=== Text shown ===
1. Training over consecutive days improves grip force modulation and rotation of the hand and generalizes to the contralateral, non-trained hand in healthy subjects.

2. Training of grip force modulation and rotation of the hand over consecutive days improves the affected hand in patients suffering from brain diseases e.g. after stroke and in Parkinson’s disease.



39 healthy right-handed subjects were recruited for the study. Subgroup A of 19 subjects included 9 men and was aged 39 ± 15 (SD) years and was trained with their right hand (see below). Subgroup B of 20 subjects included 11 men and was aged 25 ± 2 (SD) years and was trained with their left hand (see below). Handedness as assessed with the Edinburgh handedness questionnaire [18] showed a right-handed score of 96 ± 4 percent.

[Records in a dataset]
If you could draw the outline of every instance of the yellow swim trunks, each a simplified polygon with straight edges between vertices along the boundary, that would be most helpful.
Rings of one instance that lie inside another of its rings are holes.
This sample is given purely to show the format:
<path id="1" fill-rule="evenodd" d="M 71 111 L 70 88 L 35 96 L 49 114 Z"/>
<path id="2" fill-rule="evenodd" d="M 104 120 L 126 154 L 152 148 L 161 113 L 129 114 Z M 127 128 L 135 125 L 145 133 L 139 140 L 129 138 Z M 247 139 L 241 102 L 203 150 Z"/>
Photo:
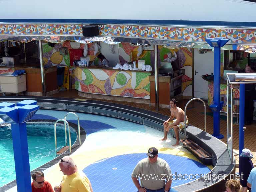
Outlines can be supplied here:
<path id="1" fill-rule="evenodd" d="M 168 123 L 169 124 L 169 125 L 171 125 L 172 124 L 173 124 L 176 122 L 176 121 L 177 121 L 177 119 L 173 119 L 173 120 L 172 120 L 172 121 L 170 121 L 168 122 Z M 187 120 L 186 121 L 186 124 L 187 125 L 187 126 L 188 125 L 188 121 Z M 183 129 L 184 129 L 184 128 L 185 127 L 185 123 L 184 122 L 184 121 L 182 121 L 182 122 L 180 122 L 180 124 L 179 124 L 178 125 L 177 125 L 178 127 L 179 128 L 179 129 L 180 130 L 181 130 Z"/>

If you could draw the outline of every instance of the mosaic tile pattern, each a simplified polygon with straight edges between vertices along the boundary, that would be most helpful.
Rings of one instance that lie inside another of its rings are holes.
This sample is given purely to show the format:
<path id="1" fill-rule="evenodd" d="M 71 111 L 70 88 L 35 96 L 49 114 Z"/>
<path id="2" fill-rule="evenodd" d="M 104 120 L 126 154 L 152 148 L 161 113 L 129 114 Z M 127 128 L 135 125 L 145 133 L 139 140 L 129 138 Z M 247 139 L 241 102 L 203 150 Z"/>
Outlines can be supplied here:
<path id="1" fill-rule="evenodd" d="M 75 69 L 75 89 L 92 93 L 148 98 L 150 73 L 82 69 Z"/>
<path id="2" fill-rule="evenodd" d="M 1 24 L 0 35 L 83 36 L 82 24 Z M 215 29 L 128 25 L 99 25 L 100 35 L 108 37 L 156 39 L 201 42 L 207 38 L 223 37 L 230 39 L 229 43 L 256 43 L 255 29 Z"/>

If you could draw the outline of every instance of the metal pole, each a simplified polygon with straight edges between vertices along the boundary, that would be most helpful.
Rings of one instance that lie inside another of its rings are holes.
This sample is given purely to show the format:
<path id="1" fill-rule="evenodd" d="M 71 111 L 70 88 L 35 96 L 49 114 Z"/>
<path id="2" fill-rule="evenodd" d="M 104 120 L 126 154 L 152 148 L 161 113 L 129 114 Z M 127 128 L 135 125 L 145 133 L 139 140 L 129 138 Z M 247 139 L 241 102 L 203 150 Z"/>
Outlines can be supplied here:
<path id="1" fill-rule="evenodd" d="M 213 87 L 214 93 L 213 103 L 217 106 L 216 110 L 213 112 L 213 136 L 218 139 L 224 137 L 220 134 L 220 47 L 214 47 L 214 78 Z"/>
<path id="2" fill-rule="evenodd" d="M 45 87 L 45 76 L 44 66 L 44 60 L 43 57 L 43 47 L 42 41 L 39 40 L 39 52 L 40 55 L 40 68 L 41 69 L 41 79 L 42 86 L 43 88 L 43 96 L 46 96 L 46 88 Z"/>
<path id="3" fill-rule="evenodd" d="M 157 50 L 158 46 L 154 45 L 155 49 L 155 109 L 157 111 L 159 111 L 159 83 L 158 83 L 158 54 Z"/>
<path id="4" fill-rule="evenodd" d="M 242 153 L 242 150 L 244 148 L 244 101 L 245 91 L 245 85 L 240 84 L 240 98 L 239 100 L 239 111 L 240 118 L 239 119 L 239 155 Z"/>

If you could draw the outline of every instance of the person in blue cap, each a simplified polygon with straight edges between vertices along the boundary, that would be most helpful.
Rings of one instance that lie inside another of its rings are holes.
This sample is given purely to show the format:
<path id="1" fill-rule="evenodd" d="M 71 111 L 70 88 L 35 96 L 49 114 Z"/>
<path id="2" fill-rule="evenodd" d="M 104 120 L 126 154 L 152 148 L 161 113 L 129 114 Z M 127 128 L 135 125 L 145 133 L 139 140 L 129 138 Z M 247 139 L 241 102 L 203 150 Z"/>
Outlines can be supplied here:
<path id="1" fill-rule="evenodd" d="M 147 155 L 148 158 L 140 161 L 132 174 L 138 192 L 170 192 L 171 172 L 168 163 L 158 158 L 158 150 L 155 147 L 149 148 Z"/>
<path id="2" fill-rule="evenodd" d="M 253 156 L 248 149 L 244 149 L 239 157 L 239 174 L 240 175 L 240 184 L 242 185 L 242 192 L 246 192 L 248 188 L 247 180 L 253 164 L 251 159 Z"/>

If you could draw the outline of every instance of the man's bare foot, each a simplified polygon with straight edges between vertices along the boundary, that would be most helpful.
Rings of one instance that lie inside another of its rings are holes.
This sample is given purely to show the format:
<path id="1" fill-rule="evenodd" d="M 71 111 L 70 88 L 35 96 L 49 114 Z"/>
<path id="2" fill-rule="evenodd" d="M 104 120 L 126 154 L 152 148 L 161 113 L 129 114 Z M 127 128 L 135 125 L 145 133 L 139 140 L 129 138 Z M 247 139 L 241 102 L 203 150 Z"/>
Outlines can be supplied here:
<path id="1" fill-rule="evenodd" d="M 174 145 L 173 145 L 172 146 L 173 146 L 173 147 L 176 147 L 176 146 L 178 146 L 178 145 L 180 145 L 179 143 L 176 143 Z"/>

=== Exercise directions ===
Using the hand-training study text above, answer yes or no to whether each statement agrees with it, and quote the words that decide each one. 1. Subgroup B was trained with the left hand. 2. Subgroup A included 11 men. 3. Forty subjects were recruited for the study.

=== Problem solution ===
1. Yes: "was trained with their left hand"
2. No: "Subgroup A of 19 subjects included 9 men"
3. No: "39 healthy right-handed subjects were recruited for the study."